* _TASK INSTRUCTIONS_:
Copy the records from the start up to and including the line with "(1113, 671)", swapping "chrome fixture" for "chrome faucet" and leaving everything else unchanged.

━━━ DATA FOR THE TASK

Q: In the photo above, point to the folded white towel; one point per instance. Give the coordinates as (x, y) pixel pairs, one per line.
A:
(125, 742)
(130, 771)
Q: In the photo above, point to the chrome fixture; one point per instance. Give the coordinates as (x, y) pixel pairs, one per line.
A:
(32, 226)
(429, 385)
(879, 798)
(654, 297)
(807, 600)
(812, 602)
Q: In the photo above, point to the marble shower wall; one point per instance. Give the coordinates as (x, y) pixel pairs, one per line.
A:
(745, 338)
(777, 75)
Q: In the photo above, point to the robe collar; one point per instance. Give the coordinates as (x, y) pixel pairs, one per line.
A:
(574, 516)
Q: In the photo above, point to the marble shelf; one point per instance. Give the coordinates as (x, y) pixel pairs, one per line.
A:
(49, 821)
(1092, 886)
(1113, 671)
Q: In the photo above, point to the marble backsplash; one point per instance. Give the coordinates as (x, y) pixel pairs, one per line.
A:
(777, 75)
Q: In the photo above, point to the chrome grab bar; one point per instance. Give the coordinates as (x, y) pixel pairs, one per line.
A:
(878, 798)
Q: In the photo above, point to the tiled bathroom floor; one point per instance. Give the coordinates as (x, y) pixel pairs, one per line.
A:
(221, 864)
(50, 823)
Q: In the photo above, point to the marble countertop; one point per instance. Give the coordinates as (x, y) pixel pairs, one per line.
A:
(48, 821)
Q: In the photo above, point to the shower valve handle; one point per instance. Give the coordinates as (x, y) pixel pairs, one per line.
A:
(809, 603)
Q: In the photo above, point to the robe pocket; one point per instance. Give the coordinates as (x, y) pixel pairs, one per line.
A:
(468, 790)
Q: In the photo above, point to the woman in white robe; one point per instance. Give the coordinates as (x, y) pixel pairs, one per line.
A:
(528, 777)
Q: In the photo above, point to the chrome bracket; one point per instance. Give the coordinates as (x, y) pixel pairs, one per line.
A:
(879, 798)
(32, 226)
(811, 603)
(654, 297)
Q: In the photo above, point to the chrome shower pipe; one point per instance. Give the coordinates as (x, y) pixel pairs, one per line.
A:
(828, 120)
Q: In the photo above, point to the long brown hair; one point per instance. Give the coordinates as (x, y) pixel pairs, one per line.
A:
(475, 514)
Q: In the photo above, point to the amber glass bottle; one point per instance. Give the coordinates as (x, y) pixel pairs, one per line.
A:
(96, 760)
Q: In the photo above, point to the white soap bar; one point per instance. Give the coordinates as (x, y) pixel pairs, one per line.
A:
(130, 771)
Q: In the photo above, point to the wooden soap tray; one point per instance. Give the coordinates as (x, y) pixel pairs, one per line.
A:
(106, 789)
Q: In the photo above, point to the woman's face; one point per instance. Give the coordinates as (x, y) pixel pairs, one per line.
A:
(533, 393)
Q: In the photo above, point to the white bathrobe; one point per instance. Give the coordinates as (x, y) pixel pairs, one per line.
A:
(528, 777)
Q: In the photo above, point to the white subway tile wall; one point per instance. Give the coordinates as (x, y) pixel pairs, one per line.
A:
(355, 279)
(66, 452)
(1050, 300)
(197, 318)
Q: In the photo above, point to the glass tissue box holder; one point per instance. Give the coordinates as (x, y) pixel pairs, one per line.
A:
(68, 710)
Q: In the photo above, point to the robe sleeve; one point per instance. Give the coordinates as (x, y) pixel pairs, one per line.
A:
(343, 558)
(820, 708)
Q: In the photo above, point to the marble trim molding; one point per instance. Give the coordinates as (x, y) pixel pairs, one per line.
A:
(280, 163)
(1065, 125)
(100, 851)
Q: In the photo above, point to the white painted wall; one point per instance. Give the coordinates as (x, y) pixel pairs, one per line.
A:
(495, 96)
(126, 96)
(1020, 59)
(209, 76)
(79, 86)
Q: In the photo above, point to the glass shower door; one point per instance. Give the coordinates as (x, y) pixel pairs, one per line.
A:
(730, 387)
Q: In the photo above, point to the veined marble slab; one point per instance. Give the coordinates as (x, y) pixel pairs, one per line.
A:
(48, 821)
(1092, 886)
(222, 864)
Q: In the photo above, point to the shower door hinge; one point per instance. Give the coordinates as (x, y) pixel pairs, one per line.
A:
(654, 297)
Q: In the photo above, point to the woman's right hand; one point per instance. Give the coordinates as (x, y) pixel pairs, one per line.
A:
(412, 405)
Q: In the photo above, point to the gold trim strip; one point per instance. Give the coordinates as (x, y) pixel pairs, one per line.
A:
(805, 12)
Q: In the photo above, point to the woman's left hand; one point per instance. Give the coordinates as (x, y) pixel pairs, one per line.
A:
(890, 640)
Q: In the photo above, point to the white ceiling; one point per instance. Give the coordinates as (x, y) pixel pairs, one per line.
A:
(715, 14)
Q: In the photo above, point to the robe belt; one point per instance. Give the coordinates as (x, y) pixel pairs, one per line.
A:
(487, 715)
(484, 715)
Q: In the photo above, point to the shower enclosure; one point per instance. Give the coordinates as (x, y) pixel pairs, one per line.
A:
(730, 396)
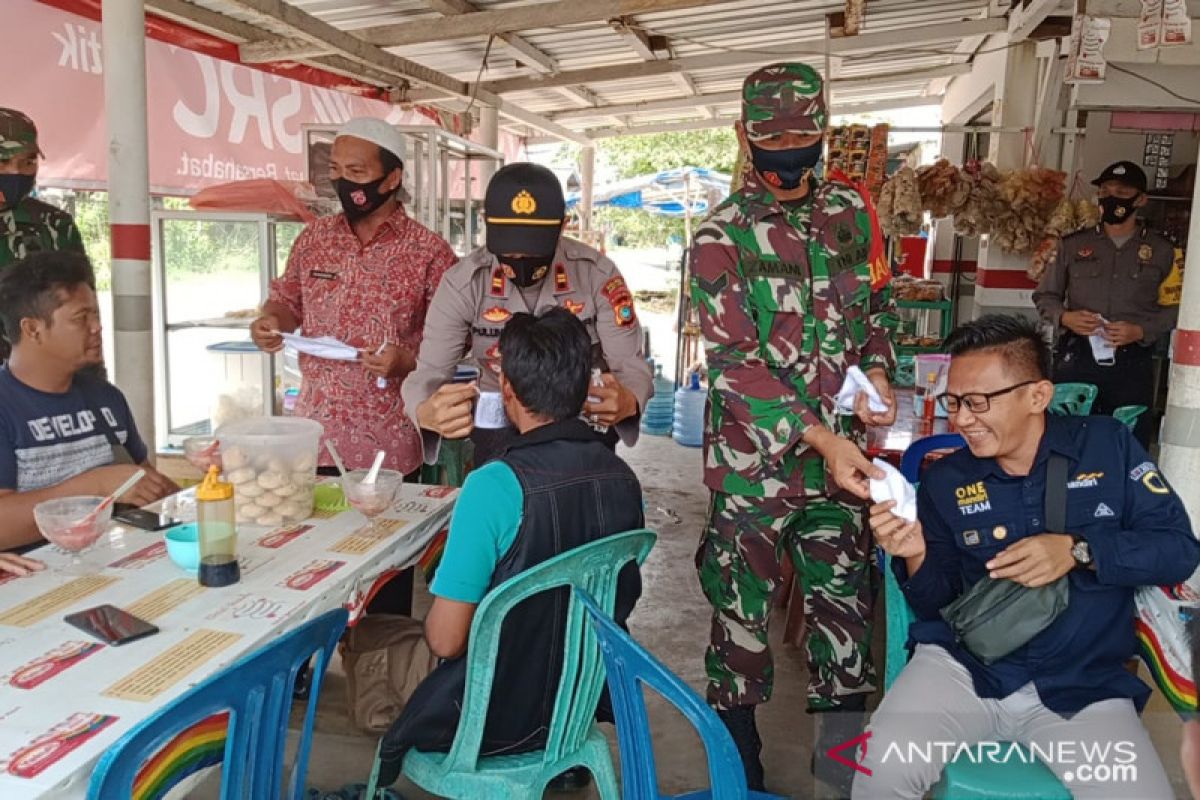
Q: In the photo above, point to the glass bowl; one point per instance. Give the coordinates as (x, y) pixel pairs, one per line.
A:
(59, 519)
(372, 499)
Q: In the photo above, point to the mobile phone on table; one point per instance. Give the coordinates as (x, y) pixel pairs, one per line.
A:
(111, 625)
(138, 517)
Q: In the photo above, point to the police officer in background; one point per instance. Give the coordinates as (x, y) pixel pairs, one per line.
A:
(526, 266)
(1103, 288)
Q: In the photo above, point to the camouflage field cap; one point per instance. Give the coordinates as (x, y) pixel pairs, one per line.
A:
(17, 133)
(783, 98)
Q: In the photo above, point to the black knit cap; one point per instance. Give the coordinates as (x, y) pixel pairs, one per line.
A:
(1125, 172)
(523, 209)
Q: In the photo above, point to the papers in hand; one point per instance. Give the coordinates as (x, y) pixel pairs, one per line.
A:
(1102, 349)
(490, 411)
(858, 382)
(323, 347)
(894, 487)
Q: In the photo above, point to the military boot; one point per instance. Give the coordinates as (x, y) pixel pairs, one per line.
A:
(741, 722)
(834, 727)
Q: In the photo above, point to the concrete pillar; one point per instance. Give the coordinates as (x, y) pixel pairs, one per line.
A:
(1180, 455)
(489, 137)
(129, 206)
(587, 185)
(1002, 286)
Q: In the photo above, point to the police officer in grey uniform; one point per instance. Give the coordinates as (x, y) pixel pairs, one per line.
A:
(1105, 282)
(526, 266)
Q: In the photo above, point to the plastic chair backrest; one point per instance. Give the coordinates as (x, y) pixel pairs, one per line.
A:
(256, 692)
(593, 567)
(1128, 415)
(1073, 400)
(630, 666)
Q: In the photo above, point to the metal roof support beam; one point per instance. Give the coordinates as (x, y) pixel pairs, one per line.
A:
(317, 30)
(863, 42)
(1025, 19)
(1050, 108)
(635, 37)
(520, 47)
(486, 23)
(689, 88)
(735, 96)
(721, 121)
(238, 31)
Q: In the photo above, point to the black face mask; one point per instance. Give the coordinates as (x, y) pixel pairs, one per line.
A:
(785, 168)
(15, 188)
(1116, 209)
(527, 270)
(360, 199)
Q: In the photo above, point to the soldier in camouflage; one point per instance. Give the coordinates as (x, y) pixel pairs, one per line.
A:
(783, 283)
(27, 224)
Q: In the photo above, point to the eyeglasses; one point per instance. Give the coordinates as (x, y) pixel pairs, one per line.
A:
(976, 402)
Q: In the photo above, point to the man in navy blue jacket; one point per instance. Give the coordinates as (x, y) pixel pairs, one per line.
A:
(982, 512)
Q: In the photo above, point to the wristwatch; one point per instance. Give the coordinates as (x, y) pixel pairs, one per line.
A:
(1081, 552)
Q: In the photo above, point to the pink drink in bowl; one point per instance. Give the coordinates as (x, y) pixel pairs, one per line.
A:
(371, 499)
(67, 522)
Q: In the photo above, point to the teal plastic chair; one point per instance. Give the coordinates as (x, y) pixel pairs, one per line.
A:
(1128, 415)
(633, 668)
(251, 701)
(1073, 400)
(961, 780)
(454, 456)
(574, 739)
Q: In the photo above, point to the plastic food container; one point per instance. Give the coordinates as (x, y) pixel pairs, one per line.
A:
(271, 462)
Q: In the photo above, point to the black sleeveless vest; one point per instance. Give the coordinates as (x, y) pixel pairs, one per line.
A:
(576, 491)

━━━━━━

* _FINAL RESULT_:
Q: In the photo above, point to the folded white towel; one point per instance. Give the coordinates as (x, y) pixel pairs, one per line.
A:
(125, 742)
(130, 771)
Q: In the photo above, point to the chrome faucet; one point per instance. Give the coordinates as (x, y) pixel pairs, one per line.
A:
(32, 226)
(429, 385)
(879, 798)
(654, 297)
(807, 600)
(812, 602)
Q: In the photo above, point to the marble shower wall; one point per instance. Give the coordinates as (x, y) pixel pairs, one per line.
A:
(745, 338)
(777, 75)
Q: In the photo above, point to the robe collar; one point per instance. Give the coordinates as (x, y) pixel pairs, one per line.
A:
(574, 516)
Q: In the photo above, point to the marble shelf; one point per instance. Give the coordinates as (x, y) pixel pairs, one per line.
A:
(49, 821)
(1092, 886)
(1113, 671)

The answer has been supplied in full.